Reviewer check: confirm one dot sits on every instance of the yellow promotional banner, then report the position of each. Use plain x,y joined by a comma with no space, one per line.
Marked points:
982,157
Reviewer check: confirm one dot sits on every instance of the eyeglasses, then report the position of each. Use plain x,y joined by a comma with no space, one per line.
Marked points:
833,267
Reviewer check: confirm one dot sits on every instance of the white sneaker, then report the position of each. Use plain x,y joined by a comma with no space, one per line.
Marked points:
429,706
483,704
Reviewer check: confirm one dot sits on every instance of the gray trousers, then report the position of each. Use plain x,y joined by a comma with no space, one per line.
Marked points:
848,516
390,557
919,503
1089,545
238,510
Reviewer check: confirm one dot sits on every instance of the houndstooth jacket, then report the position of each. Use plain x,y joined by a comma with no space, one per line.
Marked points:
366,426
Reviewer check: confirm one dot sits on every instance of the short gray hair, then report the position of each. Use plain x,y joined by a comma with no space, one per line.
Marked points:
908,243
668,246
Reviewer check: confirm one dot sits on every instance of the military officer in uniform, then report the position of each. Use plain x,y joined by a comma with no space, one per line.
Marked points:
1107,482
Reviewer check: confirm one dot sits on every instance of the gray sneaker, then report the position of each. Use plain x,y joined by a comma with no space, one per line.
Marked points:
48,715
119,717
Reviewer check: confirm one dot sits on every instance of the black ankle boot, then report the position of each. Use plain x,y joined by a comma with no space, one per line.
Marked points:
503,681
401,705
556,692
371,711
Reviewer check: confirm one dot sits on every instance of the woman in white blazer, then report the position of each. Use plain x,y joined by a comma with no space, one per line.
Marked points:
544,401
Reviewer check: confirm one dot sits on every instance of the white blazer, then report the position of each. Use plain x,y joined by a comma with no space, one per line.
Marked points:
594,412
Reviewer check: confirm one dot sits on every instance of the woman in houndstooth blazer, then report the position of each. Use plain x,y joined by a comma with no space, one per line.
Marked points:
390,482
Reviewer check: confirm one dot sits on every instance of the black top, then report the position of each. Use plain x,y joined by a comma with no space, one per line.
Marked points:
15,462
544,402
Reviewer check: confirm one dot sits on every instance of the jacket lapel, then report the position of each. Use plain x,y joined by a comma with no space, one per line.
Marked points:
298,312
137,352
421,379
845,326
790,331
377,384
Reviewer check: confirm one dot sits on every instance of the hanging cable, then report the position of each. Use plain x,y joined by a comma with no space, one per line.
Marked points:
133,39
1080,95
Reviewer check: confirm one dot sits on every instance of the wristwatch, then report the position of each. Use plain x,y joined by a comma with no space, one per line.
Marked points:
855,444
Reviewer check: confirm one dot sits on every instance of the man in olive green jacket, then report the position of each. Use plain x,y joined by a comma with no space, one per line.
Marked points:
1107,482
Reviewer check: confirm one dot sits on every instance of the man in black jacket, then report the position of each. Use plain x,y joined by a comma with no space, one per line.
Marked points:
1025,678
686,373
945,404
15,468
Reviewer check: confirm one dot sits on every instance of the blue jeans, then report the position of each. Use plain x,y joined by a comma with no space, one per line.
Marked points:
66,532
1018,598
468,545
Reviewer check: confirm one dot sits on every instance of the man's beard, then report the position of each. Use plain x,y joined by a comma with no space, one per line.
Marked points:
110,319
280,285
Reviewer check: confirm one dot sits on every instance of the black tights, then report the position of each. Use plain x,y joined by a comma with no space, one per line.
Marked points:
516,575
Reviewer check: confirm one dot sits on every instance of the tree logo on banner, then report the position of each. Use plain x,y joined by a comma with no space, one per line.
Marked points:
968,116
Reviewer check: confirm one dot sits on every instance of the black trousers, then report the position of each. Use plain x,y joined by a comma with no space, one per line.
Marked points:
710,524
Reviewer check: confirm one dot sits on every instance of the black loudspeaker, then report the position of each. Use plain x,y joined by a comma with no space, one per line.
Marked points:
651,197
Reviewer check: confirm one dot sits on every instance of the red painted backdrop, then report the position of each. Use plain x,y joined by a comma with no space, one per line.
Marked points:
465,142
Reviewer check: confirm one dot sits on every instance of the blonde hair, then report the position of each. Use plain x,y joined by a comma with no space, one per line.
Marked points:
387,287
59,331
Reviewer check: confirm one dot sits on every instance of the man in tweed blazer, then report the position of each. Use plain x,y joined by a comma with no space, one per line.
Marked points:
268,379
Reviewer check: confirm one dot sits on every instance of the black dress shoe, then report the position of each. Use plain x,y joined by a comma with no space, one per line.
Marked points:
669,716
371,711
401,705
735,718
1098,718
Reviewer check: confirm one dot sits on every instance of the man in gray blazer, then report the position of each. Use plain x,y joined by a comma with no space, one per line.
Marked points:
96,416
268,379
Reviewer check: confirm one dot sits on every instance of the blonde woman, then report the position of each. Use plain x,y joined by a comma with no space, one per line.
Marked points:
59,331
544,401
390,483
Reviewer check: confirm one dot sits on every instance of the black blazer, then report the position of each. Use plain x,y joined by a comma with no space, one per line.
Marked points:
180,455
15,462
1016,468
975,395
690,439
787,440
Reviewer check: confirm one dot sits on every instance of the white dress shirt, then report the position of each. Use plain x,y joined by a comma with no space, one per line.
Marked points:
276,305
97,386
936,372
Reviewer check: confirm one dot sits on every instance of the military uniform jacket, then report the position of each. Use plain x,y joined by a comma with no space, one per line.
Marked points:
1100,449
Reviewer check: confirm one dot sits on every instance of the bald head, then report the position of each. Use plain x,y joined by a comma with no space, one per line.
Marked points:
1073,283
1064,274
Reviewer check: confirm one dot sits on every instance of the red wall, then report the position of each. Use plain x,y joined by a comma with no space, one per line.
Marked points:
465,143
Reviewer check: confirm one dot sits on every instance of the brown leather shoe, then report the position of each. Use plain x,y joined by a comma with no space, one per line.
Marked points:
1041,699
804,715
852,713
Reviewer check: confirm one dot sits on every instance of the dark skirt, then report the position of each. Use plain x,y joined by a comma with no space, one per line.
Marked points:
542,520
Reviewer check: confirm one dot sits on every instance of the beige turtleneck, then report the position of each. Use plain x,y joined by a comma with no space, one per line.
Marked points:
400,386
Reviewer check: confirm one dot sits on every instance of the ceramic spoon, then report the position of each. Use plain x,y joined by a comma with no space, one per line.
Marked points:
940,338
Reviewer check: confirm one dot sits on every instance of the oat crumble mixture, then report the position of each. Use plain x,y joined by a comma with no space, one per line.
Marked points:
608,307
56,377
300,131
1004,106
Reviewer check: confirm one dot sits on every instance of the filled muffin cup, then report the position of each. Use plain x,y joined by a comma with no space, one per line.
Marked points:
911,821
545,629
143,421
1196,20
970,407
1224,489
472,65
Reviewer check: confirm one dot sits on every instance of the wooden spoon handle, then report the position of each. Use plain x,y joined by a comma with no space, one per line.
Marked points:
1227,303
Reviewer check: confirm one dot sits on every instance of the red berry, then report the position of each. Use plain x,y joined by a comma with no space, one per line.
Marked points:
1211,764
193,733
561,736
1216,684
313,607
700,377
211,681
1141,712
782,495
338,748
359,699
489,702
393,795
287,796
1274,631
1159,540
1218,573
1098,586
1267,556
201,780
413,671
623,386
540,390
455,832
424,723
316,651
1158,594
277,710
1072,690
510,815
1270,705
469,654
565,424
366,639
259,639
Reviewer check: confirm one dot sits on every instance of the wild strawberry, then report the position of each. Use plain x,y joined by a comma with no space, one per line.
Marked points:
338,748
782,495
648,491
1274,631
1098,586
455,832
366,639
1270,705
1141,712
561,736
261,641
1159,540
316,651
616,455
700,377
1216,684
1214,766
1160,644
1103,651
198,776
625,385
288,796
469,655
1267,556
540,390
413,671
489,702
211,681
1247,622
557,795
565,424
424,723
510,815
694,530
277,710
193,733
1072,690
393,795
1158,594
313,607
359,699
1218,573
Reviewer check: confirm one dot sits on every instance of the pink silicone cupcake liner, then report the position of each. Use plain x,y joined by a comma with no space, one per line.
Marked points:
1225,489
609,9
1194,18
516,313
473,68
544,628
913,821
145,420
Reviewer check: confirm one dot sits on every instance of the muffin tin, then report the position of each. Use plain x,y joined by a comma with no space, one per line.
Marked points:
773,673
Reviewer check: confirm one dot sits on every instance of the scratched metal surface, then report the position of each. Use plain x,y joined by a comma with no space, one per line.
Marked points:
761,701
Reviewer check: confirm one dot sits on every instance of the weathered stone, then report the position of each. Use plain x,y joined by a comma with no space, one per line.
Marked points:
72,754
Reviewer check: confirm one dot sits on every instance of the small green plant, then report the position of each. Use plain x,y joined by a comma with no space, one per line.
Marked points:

_ _ _

Retype the portion of the data above that starts on the line with "of the filled" and finishes on the line with "of the wild", including both of those lines.

Reviewer check: confirm one dot sits on every instance of the filled muffin cup, then report the position of each. Use plain x,y joined by a comma with no space, one per line.
Marked points:
911,821
545,629
143,421
1196,20
970,407
1224,489
472,65
Reviewer check: confirm one dot sits on every instance of the wooden spoon handle, then report the position of each. Use plain x,y joined by a comma with no space, one per line.
Marked points:
1227,303
Reviewer check: confirm one dot sits on every instance of the red berry, then report the position of each. Use plain x,y joined by a comma with no space, one per line.
Marked points:
1211,764
193,733
561,736
1216,684
313,607
700,377
211,681
1141,712
782,495
338,748
359,699
489,702
393,795
287,796
1274,631
1159,540
1218,573
1098,586
1267,556
201,780
413,671
623,386
540,390
455,832
424,723
316,651
1158,594
277,710
1072,690
510,815
1270,705
469,654
565,424
366,639
259,639
Reviewer check: confirm one dot sits on every instance of the wild strawberry, then report the position of each. Use plain x,y joined by a comma with no space, one per line.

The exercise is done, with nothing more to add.